What is needed |
Copy out the records from the line with "Trace the outline of every instance of the blurred" up to and including the line with "146 4 L 136", requests included. Scale every coordinate in the answers by 1.85 and round to whole numbers, with halves rounded up, but leave the numbers in the requests and their format samples unchanged.

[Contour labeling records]
-=-=-=-=-

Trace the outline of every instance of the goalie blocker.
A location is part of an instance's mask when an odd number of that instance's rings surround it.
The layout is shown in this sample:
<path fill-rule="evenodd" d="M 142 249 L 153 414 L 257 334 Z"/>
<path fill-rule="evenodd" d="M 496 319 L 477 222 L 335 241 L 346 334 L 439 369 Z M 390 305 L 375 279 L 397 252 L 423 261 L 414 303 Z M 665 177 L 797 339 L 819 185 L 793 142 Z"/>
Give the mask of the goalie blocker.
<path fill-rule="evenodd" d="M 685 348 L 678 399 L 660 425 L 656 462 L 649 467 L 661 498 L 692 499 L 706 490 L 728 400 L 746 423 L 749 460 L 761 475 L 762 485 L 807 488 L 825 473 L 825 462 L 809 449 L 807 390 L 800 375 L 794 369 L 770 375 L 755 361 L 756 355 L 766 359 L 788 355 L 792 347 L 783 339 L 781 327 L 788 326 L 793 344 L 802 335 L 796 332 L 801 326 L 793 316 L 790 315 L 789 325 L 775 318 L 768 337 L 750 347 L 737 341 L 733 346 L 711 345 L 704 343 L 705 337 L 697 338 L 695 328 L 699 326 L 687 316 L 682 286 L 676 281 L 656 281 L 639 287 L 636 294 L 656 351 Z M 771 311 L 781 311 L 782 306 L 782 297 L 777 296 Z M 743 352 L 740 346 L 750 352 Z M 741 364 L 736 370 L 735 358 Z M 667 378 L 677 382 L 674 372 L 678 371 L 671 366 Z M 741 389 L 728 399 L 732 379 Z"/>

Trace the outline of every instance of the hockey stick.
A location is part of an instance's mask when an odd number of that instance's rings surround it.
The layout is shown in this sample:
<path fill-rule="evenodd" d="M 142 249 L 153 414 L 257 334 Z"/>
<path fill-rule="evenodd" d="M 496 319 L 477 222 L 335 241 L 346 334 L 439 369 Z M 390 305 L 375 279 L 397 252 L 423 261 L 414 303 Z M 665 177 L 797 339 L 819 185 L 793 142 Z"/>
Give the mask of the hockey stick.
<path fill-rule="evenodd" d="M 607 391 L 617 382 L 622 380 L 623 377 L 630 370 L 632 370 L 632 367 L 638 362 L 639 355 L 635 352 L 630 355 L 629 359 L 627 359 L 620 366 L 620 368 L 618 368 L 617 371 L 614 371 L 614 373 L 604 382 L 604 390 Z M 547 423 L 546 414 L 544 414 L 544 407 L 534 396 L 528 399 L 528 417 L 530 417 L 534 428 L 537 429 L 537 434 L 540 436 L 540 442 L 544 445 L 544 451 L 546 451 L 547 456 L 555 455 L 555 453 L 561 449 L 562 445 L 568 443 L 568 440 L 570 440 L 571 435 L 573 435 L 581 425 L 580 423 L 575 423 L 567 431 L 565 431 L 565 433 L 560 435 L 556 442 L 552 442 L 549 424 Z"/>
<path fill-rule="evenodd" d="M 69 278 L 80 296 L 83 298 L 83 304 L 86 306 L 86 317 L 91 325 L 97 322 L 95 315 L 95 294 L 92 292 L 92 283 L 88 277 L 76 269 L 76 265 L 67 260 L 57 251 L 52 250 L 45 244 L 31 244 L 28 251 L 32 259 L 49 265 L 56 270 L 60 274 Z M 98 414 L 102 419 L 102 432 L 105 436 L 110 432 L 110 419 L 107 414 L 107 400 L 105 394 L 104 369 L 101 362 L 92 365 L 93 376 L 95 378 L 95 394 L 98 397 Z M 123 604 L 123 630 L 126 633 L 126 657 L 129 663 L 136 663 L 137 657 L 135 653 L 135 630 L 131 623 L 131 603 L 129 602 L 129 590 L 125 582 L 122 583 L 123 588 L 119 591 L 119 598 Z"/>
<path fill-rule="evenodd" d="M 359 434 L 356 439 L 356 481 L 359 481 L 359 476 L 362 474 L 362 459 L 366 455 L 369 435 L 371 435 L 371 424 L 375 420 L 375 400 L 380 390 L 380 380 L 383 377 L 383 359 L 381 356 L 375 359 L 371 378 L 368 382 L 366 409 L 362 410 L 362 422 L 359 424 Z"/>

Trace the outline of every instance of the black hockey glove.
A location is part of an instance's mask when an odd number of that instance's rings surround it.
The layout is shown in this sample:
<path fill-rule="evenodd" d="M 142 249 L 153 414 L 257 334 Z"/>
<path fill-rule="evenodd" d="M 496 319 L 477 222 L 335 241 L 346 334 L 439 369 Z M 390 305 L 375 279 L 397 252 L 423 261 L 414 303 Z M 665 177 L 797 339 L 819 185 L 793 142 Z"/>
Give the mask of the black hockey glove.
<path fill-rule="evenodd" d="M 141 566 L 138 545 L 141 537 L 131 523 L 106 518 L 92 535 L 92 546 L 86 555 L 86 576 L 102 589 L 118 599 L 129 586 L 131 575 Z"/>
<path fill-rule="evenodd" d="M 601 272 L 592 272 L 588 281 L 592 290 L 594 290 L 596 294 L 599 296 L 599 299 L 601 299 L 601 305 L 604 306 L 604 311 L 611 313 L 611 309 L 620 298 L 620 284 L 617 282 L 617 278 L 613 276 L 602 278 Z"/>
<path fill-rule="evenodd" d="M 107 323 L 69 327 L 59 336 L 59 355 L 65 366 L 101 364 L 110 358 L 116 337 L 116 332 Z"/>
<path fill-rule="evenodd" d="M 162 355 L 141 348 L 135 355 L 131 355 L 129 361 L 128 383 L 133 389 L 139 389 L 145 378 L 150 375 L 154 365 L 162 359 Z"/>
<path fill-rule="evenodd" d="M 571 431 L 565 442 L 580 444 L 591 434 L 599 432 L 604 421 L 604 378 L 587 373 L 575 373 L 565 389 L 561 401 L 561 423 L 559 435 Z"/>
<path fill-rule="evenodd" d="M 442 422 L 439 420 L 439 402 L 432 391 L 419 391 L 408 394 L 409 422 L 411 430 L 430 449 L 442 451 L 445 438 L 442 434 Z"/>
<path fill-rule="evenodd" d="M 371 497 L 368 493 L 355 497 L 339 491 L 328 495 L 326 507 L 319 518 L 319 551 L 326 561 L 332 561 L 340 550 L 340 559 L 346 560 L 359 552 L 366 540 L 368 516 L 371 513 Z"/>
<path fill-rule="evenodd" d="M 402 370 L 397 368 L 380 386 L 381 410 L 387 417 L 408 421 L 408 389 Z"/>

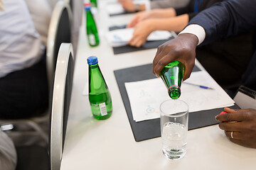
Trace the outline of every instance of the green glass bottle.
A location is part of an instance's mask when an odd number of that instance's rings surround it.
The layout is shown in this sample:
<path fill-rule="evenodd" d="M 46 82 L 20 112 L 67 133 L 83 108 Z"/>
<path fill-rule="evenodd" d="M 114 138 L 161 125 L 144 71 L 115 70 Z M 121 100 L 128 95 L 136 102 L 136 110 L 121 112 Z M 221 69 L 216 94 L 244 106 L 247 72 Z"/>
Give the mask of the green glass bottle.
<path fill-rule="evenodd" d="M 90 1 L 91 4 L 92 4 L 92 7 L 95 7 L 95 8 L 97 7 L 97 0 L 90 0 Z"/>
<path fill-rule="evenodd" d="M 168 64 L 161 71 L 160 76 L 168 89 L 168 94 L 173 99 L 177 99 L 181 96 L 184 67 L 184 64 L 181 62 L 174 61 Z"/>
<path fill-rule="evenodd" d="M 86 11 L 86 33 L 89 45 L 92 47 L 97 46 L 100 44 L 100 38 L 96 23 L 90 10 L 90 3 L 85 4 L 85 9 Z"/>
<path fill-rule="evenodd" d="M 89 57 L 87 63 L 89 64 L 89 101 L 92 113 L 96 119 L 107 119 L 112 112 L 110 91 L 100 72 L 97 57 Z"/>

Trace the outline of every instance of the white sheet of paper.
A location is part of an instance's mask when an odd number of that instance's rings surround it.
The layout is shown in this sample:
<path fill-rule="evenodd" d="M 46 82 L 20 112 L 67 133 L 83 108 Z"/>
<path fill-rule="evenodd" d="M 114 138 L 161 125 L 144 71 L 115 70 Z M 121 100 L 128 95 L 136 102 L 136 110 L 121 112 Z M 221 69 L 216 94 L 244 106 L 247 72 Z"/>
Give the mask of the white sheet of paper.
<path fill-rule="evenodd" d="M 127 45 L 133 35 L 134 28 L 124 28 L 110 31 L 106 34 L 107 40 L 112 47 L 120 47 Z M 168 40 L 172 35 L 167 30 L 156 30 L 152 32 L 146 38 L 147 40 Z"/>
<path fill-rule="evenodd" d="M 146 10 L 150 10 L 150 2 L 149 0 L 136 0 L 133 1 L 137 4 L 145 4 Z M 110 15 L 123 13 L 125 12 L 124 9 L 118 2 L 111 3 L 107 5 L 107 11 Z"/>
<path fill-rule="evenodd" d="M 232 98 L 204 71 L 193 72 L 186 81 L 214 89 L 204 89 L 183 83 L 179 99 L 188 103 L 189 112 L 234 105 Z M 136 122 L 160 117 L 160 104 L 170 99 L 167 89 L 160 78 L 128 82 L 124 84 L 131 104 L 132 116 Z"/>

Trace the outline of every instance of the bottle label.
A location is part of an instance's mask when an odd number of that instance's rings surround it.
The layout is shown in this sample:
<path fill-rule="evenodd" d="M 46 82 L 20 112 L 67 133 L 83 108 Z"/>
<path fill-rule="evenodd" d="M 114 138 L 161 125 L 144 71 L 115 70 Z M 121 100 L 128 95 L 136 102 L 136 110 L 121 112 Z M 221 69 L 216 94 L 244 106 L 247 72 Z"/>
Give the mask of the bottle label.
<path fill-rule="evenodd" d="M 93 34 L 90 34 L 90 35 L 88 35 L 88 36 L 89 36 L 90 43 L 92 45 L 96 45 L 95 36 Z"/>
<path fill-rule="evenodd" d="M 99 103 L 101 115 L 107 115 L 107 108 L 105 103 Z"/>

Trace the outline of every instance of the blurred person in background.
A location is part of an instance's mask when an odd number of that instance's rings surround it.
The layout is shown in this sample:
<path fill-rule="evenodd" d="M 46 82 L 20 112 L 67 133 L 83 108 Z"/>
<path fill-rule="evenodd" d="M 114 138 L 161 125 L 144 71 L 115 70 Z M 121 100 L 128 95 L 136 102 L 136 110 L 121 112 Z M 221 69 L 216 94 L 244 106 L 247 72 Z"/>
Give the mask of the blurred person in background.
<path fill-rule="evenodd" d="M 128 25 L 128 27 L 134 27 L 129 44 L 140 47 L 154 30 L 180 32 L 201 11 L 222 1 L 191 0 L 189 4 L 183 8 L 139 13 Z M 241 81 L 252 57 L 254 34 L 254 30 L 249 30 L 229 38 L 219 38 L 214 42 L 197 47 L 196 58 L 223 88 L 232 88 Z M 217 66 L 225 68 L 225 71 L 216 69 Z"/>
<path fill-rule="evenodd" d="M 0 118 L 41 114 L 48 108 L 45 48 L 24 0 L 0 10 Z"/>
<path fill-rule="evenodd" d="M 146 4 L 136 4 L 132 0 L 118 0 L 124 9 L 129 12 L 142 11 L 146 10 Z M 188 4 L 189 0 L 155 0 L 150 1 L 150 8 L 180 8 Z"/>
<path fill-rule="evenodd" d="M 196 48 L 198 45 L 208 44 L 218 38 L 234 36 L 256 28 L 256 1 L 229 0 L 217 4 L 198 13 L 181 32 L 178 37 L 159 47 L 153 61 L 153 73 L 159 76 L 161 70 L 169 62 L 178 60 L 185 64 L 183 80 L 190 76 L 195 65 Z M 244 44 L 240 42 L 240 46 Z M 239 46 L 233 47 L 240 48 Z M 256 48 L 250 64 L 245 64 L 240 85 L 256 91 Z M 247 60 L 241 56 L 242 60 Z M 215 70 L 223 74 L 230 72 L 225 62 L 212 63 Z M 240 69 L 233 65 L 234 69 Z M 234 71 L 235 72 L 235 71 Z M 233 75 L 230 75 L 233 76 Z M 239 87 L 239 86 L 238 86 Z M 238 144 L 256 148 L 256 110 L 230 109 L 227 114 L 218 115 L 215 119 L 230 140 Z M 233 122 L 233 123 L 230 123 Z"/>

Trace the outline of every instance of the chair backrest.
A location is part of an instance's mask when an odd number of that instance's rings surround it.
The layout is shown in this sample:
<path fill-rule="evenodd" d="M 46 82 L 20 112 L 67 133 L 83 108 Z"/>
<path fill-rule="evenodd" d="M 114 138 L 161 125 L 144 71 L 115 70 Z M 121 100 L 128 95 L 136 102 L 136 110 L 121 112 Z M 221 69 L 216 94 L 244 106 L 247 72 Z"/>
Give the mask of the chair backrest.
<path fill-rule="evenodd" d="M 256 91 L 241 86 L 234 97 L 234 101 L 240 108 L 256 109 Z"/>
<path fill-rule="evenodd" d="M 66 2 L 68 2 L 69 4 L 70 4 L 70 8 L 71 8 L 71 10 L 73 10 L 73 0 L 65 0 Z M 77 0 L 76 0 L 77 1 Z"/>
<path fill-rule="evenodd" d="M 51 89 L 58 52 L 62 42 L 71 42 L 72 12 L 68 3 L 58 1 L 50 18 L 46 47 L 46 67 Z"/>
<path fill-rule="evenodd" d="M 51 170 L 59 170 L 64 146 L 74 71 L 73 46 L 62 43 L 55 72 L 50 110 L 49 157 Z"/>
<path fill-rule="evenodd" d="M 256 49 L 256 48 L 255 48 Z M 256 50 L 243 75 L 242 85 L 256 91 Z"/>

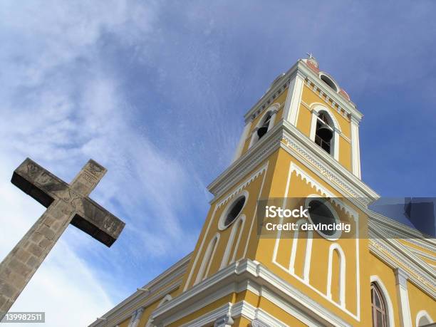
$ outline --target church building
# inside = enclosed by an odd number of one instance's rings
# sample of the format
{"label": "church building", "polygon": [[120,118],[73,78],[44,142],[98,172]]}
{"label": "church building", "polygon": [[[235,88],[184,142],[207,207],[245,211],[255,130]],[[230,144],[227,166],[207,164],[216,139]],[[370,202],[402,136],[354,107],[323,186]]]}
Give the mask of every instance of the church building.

-=-=-=-=-

Task solution |
Trace the outline of every instance of the blurred person in background.
A location is part of an instance's mask when an odd number of that instance's rings surround it.
The layout is shown in this sample:
<path fill-rule="evenodd" d="M 46 82 L 20 112 L 67 133 L 83 108 Z"/>
<path fill-rule="evenodd" d="M 114 138 L 161 125 L 144 71 L 115 70 Z M 121 100 L 128 95 L 136 102 L 136 110 L 121 112 Z M 221 69 L 216 94 L 244 106 L 247 72 Z"/>
Give the mask of the blurred person in background.
<path fill-rule="evenodd" d="M 237 46 L 237 50 L 248 50 L 239 81 L 259 87 L 285 56 L 333 59 L 372 20 L 411 2 L 353 0 L 350 7 L 339 15 L 257 24 Z M 446 150 L 466 105 L 470 63 L 470 56 L 461 56 L 424 70 L 405 70 L 396 78 L 364 87 L 363 107 L 413 163 L 429 163 Z M 401 122 L 416 126 L 416 131 L 400 128 Z"/>
<path fill-rule="evenodd" d="M 0 218 L 76 211 L 89 200 L 83 89 L 44 0 L 0 19 Z"/>
<path fill-rule="evenodd" d="M 270 7 L 252 7 L 244 0 L 218 0 L 229 17 L 239 22 L 263 20 L 270 19 Z M 348 7 L 350 0 L 287 0 L 278 2 L 278 15 L 333 15 Z"/>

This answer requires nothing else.